REQUIRED TASK 1 -> Pull out every line of the records that contains the word "dark", and copy each line in full.

EXTRACT PROVIDED ->
****

Amsterdam is known for the series of canals that encircle in a horseshoe shape and crisscross each other throughout the city even though it is below-sea-level.  As such, the residents have had to find ways of dealing with the water and soft ground.  Houses are built on sturdy pilings to assure a solid foundation. Although you will see many cockeyed canal houses, some held up by huge logs, most buildings have been where they are for centuries.

The gables, oh, the gables.  They are Amsterdam!  If you look up, you will see many of the gables are adorned with a hook.  Not a decoration, the hook is there to enable residents to pull large, bulky objects up and into a window at the proper floor.  Most homes in Amsterdam have narrow, steep, often winding staircases that make it difficult to bring large, bulky objects upstairs.  Voila, the hook.  Many windows can be taken out of the wall completely for the same reason. In warm weather you will pass by many an establishment that has removed the windows to let the warm breeze waft through.

Many people are under the wrong impression that lots of old canal houses in Amsterdam are leaning forwards or have gone squinty over the years. Not so. They were mainly built like that so that the gable was further out into the street to make it easier to haul everything in via the hook and window. Clever, eh? You will still see this method being used by today's Amsterdamers for verhuizing (moving house) and it is actually quite hard work. Have you ever tried to lift a washing machine with a concrete base vertically with a rope? These days they have the assistance of eclectic winches or lifts similar to what you would use on a construction site to lift materials.

When property was sold in the early years of the city, it was valued by width, not depth.  So you will see many narrow buildings throughout the city.  After so many years and real estate transactions, many buildings that seem very tiny from the outside open into beautiful spaces. There a few very extreme examples of this but take a look at Google Street view of Singel 168 and you will see a house front only one window wide. All along the canals the rear end of the houses open on to beautiful well-kept gardens which are occasionally open to the public.

Just outside the large canals (Prinsengracht, Keizersgracht, Herengracht and Singel) you find the area that used to supply the city with fresh vegetables. This garden (in French; Jardin) area was later turned into a residential area with rather small houses, mainly for labourers, and is still named after the gardens, The Jordaan.

****

INPUT RECORDS ->
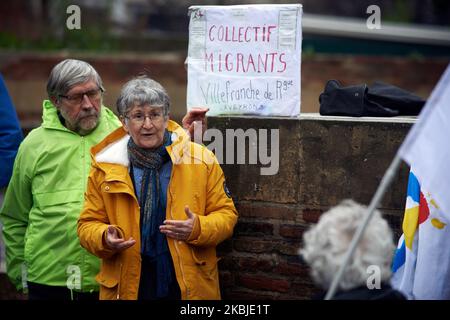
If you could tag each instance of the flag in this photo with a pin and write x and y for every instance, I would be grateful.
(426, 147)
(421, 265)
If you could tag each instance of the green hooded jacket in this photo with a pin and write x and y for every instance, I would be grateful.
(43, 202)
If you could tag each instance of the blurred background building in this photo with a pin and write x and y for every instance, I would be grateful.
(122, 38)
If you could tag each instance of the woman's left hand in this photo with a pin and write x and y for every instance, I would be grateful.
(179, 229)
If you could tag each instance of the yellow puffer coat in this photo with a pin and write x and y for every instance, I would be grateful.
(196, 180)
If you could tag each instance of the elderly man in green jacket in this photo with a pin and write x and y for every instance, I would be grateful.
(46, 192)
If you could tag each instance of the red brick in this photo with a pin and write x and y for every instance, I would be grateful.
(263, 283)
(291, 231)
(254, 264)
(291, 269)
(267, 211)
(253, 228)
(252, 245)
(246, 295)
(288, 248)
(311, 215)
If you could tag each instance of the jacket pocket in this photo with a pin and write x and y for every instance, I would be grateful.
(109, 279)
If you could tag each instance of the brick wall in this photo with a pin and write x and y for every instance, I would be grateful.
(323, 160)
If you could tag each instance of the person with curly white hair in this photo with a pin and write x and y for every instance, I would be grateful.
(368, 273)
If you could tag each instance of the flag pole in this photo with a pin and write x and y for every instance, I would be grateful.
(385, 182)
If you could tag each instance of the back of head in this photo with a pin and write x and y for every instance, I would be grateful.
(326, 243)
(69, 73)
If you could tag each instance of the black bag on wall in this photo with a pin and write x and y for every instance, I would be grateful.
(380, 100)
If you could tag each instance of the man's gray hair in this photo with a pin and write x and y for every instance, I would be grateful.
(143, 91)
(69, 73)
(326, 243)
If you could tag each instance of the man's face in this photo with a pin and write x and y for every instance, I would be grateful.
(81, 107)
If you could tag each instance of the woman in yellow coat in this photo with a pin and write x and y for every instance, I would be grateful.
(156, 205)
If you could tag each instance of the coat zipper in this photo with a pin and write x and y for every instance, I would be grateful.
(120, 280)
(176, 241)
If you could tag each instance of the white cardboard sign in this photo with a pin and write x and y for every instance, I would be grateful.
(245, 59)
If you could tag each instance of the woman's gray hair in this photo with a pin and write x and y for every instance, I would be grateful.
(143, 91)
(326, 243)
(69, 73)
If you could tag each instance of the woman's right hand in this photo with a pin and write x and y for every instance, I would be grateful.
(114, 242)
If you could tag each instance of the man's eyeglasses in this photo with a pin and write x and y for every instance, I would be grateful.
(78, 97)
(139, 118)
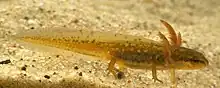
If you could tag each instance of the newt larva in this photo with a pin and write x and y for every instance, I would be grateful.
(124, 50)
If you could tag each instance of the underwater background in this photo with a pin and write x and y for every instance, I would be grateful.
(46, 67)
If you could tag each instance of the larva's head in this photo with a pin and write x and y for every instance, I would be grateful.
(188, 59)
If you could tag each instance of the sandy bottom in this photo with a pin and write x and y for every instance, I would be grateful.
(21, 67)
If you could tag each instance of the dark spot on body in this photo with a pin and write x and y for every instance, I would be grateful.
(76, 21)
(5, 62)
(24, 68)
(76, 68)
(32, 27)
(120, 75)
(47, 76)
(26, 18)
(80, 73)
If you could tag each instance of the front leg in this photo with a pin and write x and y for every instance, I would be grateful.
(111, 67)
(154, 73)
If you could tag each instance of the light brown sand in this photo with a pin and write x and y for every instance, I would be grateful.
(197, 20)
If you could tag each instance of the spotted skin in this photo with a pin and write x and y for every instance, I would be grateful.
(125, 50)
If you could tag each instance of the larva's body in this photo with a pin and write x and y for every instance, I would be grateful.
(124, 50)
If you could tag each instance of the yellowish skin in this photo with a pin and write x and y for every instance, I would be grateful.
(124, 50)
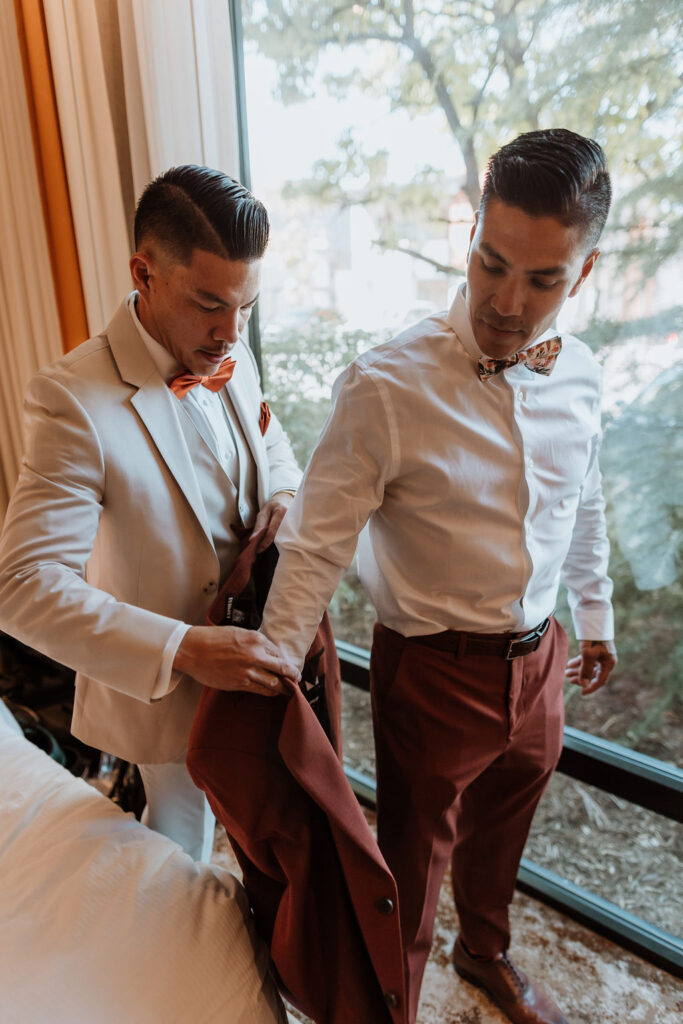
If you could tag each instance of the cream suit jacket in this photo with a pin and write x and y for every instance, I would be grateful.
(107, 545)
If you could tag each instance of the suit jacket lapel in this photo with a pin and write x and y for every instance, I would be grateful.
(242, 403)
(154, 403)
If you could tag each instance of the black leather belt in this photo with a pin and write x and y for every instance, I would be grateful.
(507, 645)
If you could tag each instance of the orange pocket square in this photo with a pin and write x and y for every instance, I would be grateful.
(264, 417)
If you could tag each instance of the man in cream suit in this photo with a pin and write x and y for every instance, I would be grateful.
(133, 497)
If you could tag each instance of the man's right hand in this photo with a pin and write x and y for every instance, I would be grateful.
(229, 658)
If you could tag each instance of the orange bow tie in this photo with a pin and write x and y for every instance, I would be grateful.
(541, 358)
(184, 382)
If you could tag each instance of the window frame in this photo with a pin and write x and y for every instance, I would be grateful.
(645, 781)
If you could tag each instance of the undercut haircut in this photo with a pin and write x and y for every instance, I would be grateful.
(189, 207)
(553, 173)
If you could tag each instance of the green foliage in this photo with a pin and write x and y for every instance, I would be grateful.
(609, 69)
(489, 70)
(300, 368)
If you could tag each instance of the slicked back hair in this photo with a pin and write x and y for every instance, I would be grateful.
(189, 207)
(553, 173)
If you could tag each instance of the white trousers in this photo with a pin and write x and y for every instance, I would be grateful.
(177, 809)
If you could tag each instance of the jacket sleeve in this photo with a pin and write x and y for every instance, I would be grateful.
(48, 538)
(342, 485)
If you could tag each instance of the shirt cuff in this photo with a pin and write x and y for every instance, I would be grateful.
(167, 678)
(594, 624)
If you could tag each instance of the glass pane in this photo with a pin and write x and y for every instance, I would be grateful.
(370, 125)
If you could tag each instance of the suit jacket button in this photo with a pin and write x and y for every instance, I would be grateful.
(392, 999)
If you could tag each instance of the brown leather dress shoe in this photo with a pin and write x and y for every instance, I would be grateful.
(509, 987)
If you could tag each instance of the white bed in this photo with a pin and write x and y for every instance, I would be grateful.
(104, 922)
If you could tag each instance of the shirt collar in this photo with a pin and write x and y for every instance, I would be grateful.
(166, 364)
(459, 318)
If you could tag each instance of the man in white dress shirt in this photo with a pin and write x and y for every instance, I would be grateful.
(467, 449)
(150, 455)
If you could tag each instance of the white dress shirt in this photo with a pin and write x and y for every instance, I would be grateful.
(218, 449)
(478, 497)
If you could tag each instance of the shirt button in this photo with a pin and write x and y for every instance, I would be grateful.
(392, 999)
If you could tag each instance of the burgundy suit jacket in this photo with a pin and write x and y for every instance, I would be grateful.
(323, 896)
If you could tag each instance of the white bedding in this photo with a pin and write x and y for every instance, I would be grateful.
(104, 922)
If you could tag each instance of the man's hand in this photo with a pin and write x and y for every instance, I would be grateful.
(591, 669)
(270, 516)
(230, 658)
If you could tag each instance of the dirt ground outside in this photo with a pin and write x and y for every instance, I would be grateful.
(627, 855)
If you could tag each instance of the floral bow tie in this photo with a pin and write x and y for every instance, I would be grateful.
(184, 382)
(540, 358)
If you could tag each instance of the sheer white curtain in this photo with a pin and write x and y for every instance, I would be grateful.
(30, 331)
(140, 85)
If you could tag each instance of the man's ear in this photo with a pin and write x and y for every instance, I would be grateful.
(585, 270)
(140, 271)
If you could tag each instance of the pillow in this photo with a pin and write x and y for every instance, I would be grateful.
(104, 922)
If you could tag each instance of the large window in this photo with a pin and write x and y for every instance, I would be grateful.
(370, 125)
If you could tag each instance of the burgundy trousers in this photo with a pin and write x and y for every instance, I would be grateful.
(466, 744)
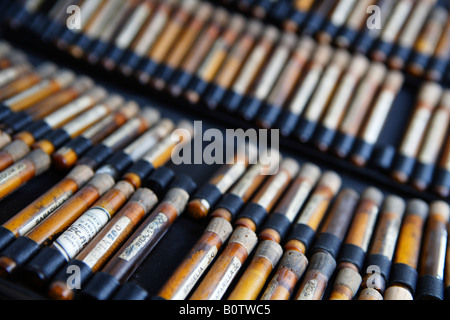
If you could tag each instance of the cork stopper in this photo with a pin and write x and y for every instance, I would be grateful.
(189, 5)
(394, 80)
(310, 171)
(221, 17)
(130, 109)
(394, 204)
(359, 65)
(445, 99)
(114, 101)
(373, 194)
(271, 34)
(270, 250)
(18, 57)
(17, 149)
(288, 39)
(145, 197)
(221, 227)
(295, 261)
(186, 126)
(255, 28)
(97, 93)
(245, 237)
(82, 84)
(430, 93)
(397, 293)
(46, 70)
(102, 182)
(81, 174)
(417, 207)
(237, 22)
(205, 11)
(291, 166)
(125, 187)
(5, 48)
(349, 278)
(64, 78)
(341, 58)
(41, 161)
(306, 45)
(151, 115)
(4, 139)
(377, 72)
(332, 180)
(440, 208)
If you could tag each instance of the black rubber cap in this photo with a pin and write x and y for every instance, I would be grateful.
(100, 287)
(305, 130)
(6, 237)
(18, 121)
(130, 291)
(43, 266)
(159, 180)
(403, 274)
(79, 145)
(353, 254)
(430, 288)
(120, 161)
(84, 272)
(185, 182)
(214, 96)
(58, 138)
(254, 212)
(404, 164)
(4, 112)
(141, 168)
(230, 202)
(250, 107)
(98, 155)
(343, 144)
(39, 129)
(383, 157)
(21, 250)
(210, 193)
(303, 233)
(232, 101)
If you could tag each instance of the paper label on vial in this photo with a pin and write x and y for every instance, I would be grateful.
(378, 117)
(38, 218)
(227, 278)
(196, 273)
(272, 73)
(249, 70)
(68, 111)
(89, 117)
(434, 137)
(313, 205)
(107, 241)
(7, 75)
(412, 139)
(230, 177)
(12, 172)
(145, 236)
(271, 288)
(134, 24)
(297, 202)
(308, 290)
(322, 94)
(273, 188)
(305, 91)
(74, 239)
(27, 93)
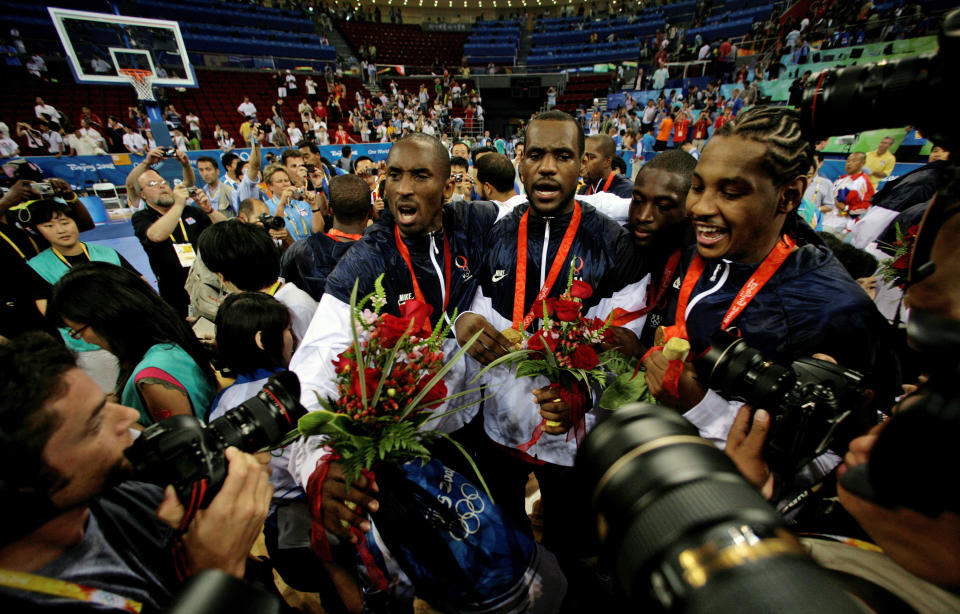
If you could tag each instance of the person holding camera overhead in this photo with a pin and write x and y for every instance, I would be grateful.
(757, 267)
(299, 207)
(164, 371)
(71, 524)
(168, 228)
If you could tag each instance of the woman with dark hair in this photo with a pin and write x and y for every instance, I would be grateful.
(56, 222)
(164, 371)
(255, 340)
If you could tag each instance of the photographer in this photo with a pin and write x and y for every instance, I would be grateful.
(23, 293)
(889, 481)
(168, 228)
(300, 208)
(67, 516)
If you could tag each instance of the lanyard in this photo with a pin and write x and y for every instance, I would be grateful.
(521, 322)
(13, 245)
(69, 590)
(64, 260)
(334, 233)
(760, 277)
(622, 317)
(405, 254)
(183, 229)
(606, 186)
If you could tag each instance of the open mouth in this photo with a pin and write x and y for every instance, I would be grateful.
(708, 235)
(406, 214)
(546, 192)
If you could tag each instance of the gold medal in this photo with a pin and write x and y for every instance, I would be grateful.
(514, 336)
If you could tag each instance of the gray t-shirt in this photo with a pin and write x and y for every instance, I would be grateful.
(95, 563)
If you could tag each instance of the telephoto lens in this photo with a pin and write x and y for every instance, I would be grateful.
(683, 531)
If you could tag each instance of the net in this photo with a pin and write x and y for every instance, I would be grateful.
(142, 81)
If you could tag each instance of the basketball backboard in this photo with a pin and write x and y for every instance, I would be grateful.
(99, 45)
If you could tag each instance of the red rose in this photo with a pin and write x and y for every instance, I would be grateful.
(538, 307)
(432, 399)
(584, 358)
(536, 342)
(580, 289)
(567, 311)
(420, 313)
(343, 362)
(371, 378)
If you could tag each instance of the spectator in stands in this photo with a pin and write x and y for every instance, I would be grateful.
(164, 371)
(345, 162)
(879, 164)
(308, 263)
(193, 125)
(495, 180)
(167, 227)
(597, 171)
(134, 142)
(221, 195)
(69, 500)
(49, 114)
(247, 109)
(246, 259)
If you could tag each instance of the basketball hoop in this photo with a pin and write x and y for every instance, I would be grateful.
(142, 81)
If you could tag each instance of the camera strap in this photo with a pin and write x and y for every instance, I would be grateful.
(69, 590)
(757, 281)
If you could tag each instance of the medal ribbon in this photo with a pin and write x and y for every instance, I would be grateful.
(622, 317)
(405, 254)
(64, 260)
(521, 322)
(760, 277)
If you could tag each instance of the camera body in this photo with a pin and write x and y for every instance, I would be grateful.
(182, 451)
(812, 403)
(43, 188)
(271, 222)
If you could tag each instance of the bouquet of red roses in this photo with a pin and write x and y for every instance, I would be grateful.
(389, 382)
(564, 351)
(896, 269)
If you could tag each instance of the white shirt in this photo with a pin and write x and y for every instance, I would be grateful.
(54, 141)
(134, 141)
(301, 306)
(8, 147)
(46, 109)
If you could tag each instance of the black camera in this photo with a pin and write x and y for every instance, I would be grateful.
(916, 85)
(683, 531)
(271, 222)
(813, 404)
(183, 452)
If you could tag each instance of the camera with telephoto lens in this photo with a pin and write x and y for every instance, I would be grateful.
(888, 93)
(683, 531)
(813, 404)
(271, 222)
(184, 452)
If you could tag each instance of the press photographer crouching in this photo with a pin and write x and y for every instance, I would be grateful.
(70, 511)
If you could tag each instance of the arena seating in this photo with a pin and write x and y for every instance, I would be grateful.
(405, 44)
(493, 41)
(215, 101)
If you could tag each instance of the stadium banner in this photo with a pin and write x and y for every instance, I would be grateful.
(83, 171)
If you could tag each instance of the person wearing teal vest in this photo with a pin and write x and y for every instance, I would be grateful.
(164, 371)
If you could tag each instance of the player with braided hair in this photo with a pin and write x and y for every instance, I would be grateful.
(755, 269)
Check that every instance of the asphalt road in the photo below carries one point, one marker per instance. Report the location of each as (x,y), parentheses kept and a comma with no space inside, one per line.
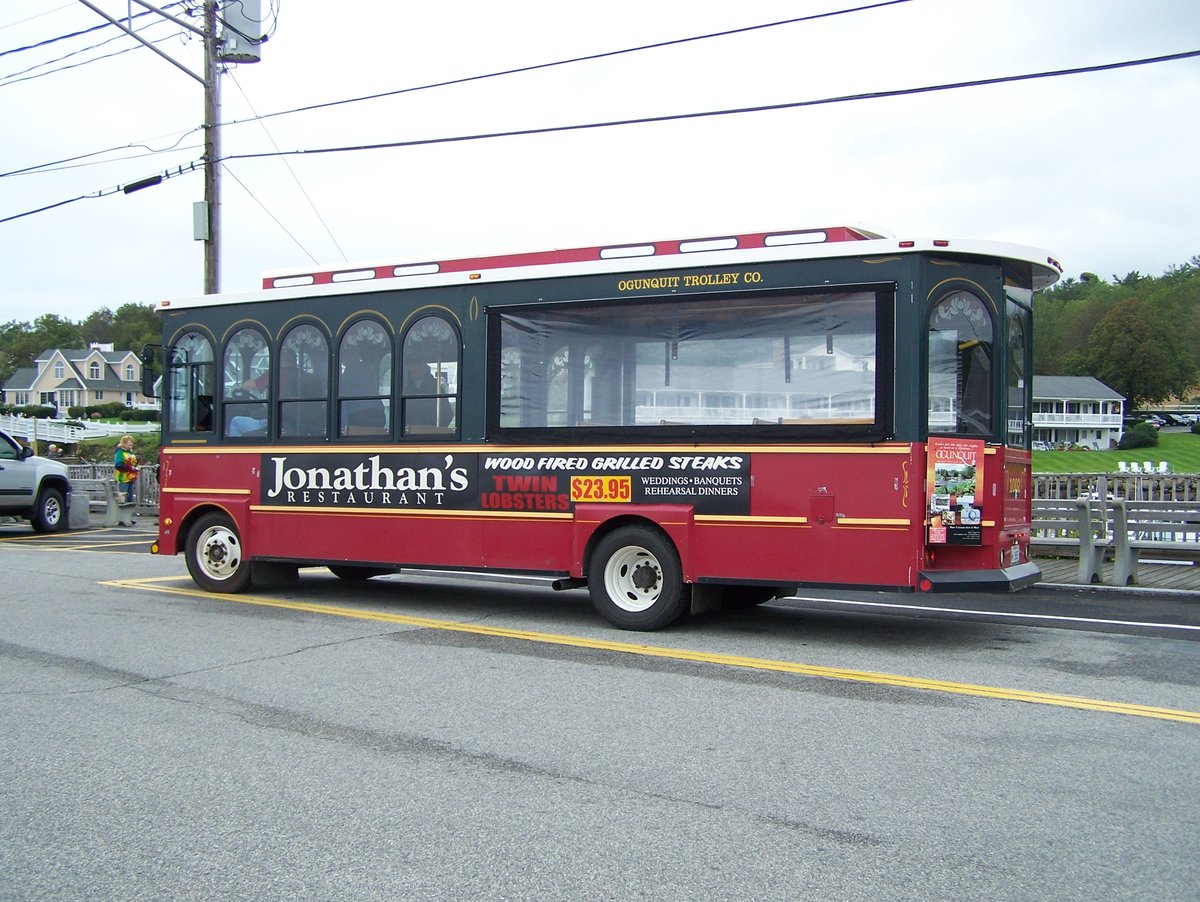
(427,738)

****

REQUIRED TASK 2 -> In the passage on Amsterdam's canal houses, which large canals are named?

EXERCISE SOLUTION 1 ->
If you could tag each instance of the dark spot on body in this photo with a pin and write x and y for every instance, I would be grateful.
If you could tag each instance of the woman with dark hair in this photo with a pin and write x and y for every instance, I would be grateful.

EXERCISE SOLUTION 2 ->
Prinsengracht
Keizersgracht
Herengracht
Singel